» **Material provided**:
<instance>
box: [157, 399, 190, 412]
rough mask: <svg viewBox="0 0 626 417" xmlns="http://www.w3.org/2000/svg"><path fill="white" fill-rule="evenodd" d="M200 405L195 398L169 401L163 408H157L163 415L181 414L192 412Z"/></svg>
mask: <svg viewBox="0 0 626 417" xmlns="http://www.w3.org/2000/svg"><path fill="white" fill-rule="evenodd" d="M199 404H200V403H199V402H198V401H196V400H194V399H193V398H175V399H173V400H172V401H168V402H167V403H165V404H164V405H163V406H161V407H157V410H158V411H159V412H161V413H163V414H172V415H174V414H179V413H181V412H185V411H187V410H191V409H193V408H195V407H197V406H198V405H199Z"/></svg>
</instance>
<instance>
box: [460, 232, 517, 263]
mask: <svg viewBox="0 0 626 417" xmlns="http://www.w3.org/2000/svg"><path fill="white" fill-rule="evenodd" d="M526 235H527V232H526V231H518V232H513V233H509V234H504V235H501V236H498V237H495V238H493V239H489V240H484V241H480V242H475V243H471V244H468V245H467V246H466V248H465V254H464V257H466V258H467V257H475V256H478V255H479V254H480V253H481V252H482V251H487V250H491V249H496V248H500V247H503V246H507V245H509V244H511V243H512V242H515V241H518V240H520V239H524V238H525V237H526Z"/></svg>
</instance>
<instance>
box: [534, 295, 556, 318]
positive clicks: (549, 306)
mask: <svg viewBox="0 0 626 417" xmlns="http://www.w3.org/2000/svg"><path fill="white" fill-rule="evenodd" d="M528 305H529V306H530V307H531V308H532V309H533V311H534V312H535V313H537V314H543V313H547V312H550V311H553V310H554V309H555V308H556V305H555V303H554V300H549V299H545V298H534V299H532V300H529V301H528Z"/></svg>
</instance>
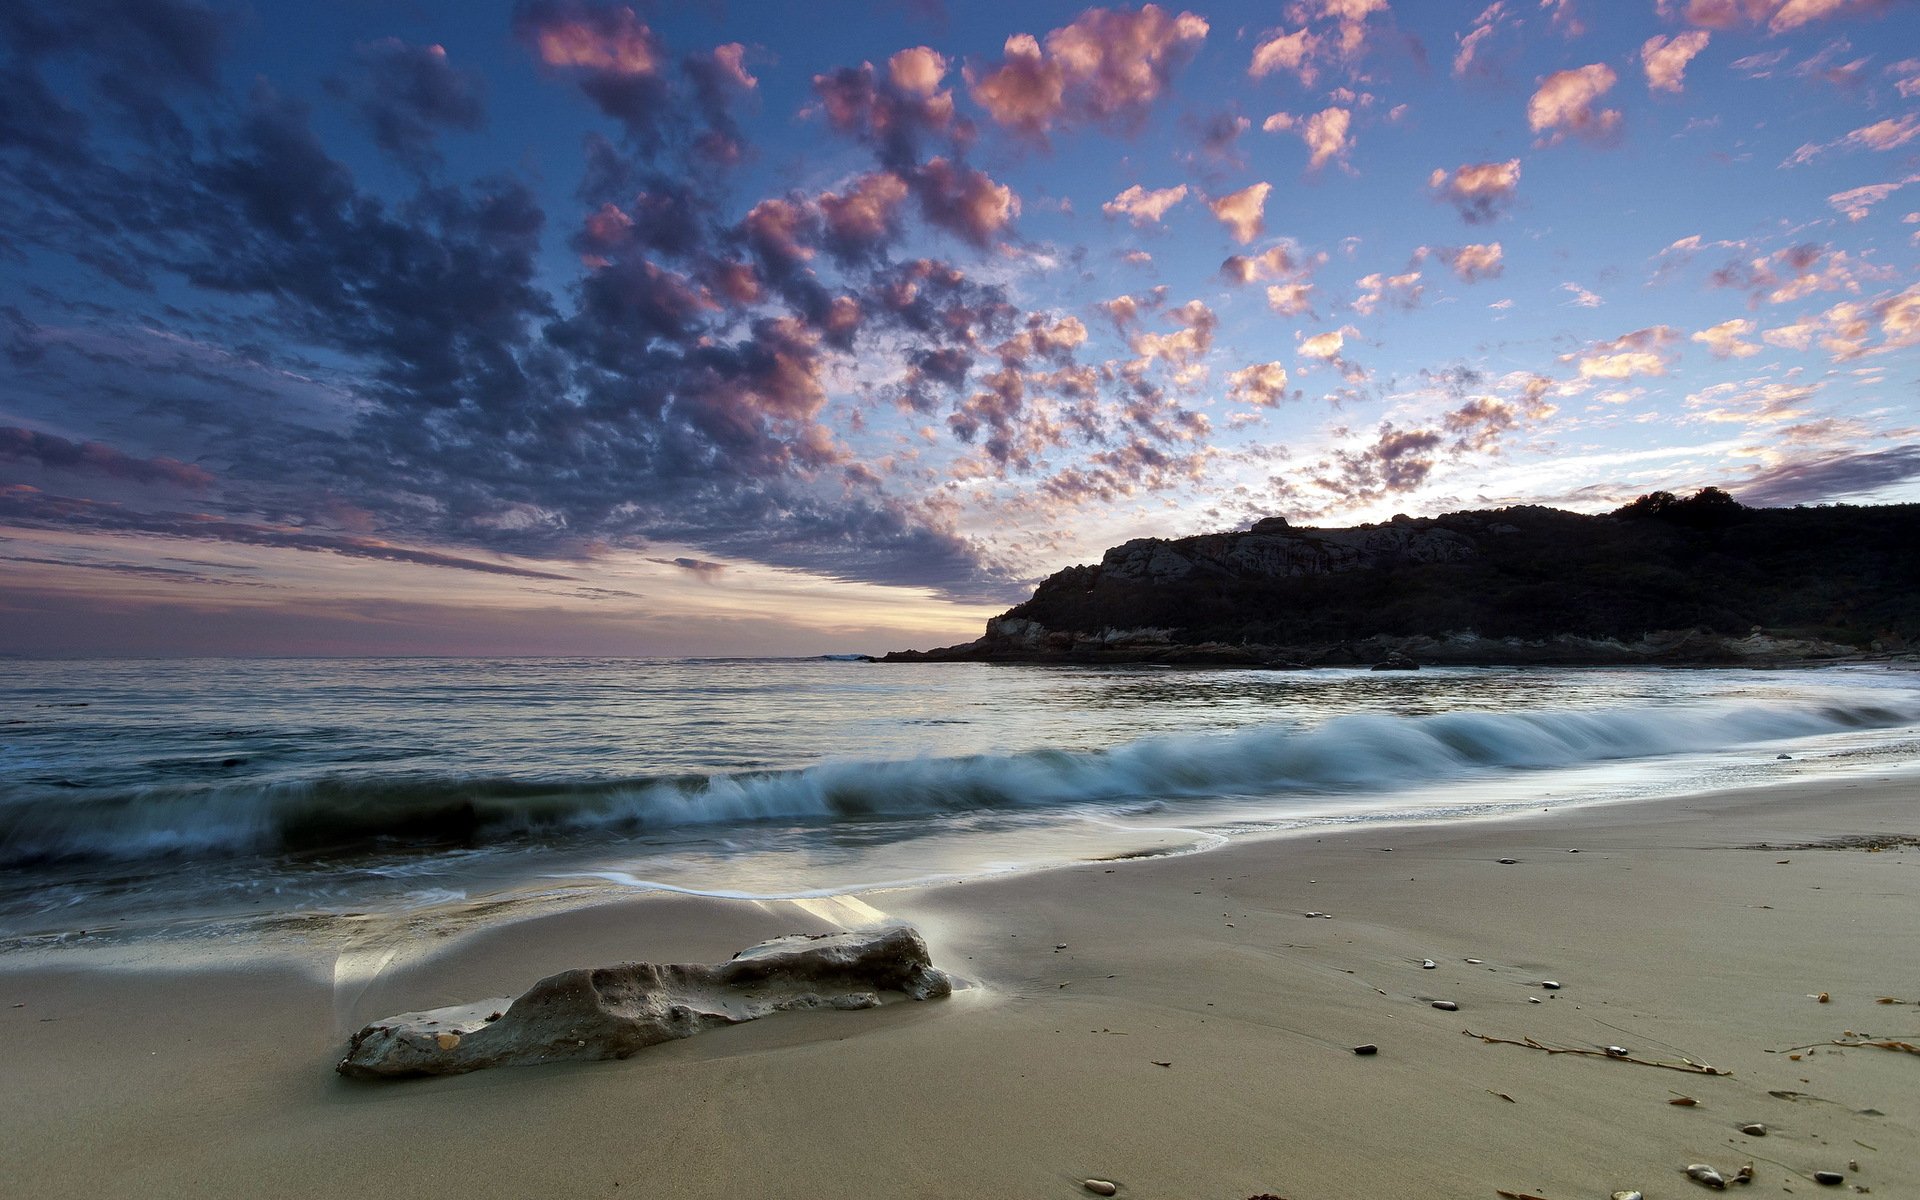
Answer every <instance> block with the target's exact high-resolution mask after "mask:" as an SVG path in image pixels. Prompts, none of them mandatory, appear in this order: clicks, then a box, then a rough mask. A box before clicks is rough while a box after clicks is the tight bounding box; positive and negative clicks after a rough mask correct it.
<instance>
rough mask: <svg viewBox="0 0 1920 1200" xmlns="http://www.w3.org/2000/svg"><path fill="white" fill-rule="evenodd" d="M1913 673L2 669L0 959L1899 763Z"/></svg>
mask: <svg viewBox="0 0 1920 1200" xmlns="http://www.w3.org/2000/svg"><path fill="white" fill-rule="evenodd" d="M1916 768H1920V674H1916V672H1914V670H1912V668H1910V666H1908V668H1897V666H1884V664H1853V666H1828V668H1782V670H1684V668H1636V670H1611V668H1425V670H1417V672H1373V670H1338V668H1323V670H1244V668H1233V670H1208V668H1173V666H1033V664H977V662H929V664H891V662H872V660H860V659H856V657H851V655H847V657H822V659H685V660H674V659H234V660H215V659H198V660H4V662H0V954H17V952H44V950H61V948H67V947H86V945H104V943H106V945H134V943H144V941H154V939H173V941H177V943H179V941H188V943H190V941H194V939H202V941H217V943H232V941H234V939H238V941H250V939H252V941H273V939H323V941H324V939H326V937H330V935H334V933H332V931H336V929H338V927H340V925H342V922H367V920H392V922H401V924H405V922H417V920H453V918H463V920H468V922H476V920H511V918H515V916H524V914H538V912H549V910H557V908H568V906H586V904H597V902H605V900H609V899H616V897H632V895H636V893H662V891H672V893H693V895H710V897H755V899H806V897H835V895H847V893H868V891H874V889H900V887H920V885H927V883H935V881H952V879H970V877H985V876H995V874H1004V872H1031V870H1046V868H1054V866H1062V864H1071V862H1087V860H1104V858H1135V856H1150V854H1190V852H1204V851H1210V849H1213V847H1219V845H1225V843H1231V841H1235V839H1244V837H1286V835H1317V833H1325V831H1327V829H1340V828H1356V826H1382V828H1386V826H1392V824H1400V822H1409V820H1419V822H1434V820H1438V822H1463V820H1476V818H1488V816H1503V814H1519V812H1540V810H1542V808H1546V810H1551V808H1557V806H1567V804H1603V803H1619V801H1632V799H1661V797H1682V795H1690V793H1699V791H1707V789H1724V787H1745V785H1768V783H1784V781H1807V780H1811V778H1843V776H1849V774H1864V772H1874V774H1889V772H1914V770H1916Z"/></svg>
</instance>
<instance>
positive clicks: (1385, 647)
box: [887, 490, 1920, 664]
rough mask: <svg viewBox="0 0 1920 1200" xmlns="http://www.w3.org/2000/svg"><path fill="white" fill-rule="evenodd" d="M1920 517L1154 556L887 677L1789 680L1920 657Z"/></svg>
mask: <svg viewBox="0 0 1920 1200" xmlns="http://www.w3.org/2000/svg"><path fill="white" fill-rule="evenodd" d="M1916 547H1920V505H1891V507H1822V509H1745V507H1741V505H1738V503H1734V501H1732V499H1730V497H1728V495H1726V493H1720V492H1715V490H1707V492H1701V493H1699V495H1695V497H1690V499H1676V497H1672V495H1667V493H1655V495H1649V497H1642V499H1640V501H1636V503H1632V505H1628V507H1624V509H1620V511H1617V513H1611V515H1603V516H1588V515H1578V513H1563V511H1557V509H1542V507H1515V509H1498V511H1476V513H1450V515H1444V516H1432V518H1409V516H1396V518H1394V520H1390V522H1382V524H1363V526H1354V528H1294V526H1290V524H1288V522H1284V520H1281V518H1267V520H1261V522H1258V524H1254V526H1252V528H1250V530H1240V532H1225V534H1202V536H1196V538H1173V540H1162V538H1140V540H1135V541H1127V543H1123V545H1117V547H1114V549H1110V551H1106V555H1104V557H1102V559H1100V563H1098V564H1092V566H1069V568H1066V570H1062V572H1056V574H1054V576H1050V578H1046V580H1043V582H1041V586H1039V588H1037V589H1035V593H1033V599H1029V601H1025V603H1023V605H1018V607H1014V609H1010V611H1008V612H1004V614H1000V616H996V618H993V620H989V622H987V632H985V636H983V637H979V639H977V641H972V643H966V645H956V647H945V649H937V651H924V653H922V651H900V653H895V655H887V659H889V660H1048V662H1058V660H1068V662H1198V664H1204V662H1213V664H1371V662H1382V660H1390V659H1396V657H1405V659H1411V660H1413V662H1457V664H1475V662H1482V664H1496V662H1565V664H1597V662H1676V664H1678V662H1789V660H1832V659H1847V657H1864V655H1895V653H1907V649H1908V643H1920V549H1916Z"/></svg>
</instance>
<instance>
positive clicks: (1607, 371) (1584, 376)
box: [1561, 324, 1680, 380]
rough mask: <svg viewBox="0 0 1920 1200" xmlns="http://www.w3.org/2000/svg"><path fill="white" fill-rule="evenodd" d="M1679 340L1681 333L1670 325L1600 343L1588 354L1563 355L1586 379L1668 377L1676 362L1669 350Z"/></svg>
mask: <svg viewBox="0 0 1920 1200" xmlns="http://www.w3.org/2000/svg"><path fill="white" fill-rule="evenodd" d="M1678 340H1680V330H1676V328H1672V326H1670V324H1655V326H1649V328H1636V330H1634V332H1630V334H1620V336H1619V338H1613V340H1609V342H1596V344H1594V346H1590V348H1588V349H1584V351H1578V353H1569V355H1561V361H1563V363H1574V365H1576V369H1578V372H1580V378H1582V380H1594V378H1632V376H1636V374H1667V369H1668V367H1670V365H1672V359H1674V355H1672V351H1670V349H1668V348H1670V346H1672V344H1674V342H1678Z"/></svg>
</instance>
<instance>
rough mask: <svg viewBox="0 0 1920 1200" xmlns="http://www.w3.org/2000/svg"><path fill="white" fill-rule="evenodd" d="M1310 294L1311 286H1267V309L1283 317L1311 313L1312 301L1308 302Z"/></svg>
mask: <svg viewBox="0 0 1920 1200" xmlns="http://www.w3.org/2000/svg"><path fill="white" fill-rule="evenodd" d="M1311 292H1313V284H1269V286H1267V307H1269V309H1273V311H1275V313H1279V315H1283V317H1298V315H1302V313H1311V311H1313V301H1311V300H1308V296H1309V294H1311Z"/></svg>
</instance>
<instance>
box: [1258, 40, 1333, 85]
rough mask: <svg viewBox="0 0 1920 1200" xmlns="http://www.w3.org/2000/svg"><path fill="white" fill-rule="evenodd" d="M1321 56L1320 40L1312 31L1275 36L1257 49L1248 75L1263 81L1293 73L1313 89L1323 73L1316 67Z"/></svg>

» **Task to carry out**:
Copy out everything in the material from the line containing "517L1154 556L887 677L1789" down to the line containing "box: [1561, 324, 1680, 380]", keeping both of those lines.

» **Solution to this exercise**:
rough mask: <svg viewBox="0 0 1920 1200" xmlns="http://www.w3.org/2000/svg"><path fill="white" fill-rule="evenodd" d="M1920 517L1154 556L887 677L1789 680L1920 657Z"/></svg>
mask: <svg viewBox="0 0 1920 1200" xmlns="http://www.w3.org/2000/svg"><path fill="white" fill-rule="evenodd" d="M1916 547H1920V505H1891V507H1822V509H1745V507H1741V505H1738V503H1734V501H1732V499H1730V497H1728V495H1726V493H1720V492H1715V490H1707V492H1701V493H1699V495H1695V497H1690V499H1676V497H1672V495H1667V493H1655V495H1649V497H1642V499H1640V501H1636V503H1632V505H1628V507H1624V509H1620V511H1617V513H1611V515H1603V516H1588V515H1578V513H1563V511H1557V509H1542V507H1515V509H1498V511H1476V513H1450V515H1444V516H1432V518H1409V516H1396V518H1394V520H1390V522H1382V524H1363V526H1354V528H1294V526H1290V524H1288V522H1284V520H1281V518H1267V520H1261V522H1258V524H1254V526H1252V528H1250V530H1240V532H1225V534H1202V536H1196V538H1173V540H1162V538H1140V540H1135V541H1127V543H1123V545H1117V547H1114V549H1110V551H1106V555H1104V557H1102V559H1100V563H1098V564H1092V566H1069V568H1066V570H1062V572H1056V574H1054V576H1050V578H1046V580H1043V582H1041V586H1039V588H1037V589H1035V593H1033V599H1029V601H1025V603H1023V605H1018V607H1014V609H1010V611H1008V612H1004V614H1000V616H996V618H993V620H989V622H987V632H985V636H983V637H979V639H977V641H972V643H966V645H956V647H945V649H937V651H924V653H922V651H900V653H895V655H887V659H889V660H1048V662H1058V660H1068V662H1198V664H1204V662H1213V664H1371V662H1382V660H1390V659H1396V657H1405V659H1411V660H1413V662H1457V664H1475V662H1482V664H1496V662H1565V664H1597V662H1676V664H1678V662H1789V660H1832V659H1847V657H1864V655H1895V653H1907V649H1908V643H1920V549H1916Z"/></svg>
</instance>
<instance>
positive clicks: (1607, 371) (1584, 376)
box: [1561, 324, 1680, 380]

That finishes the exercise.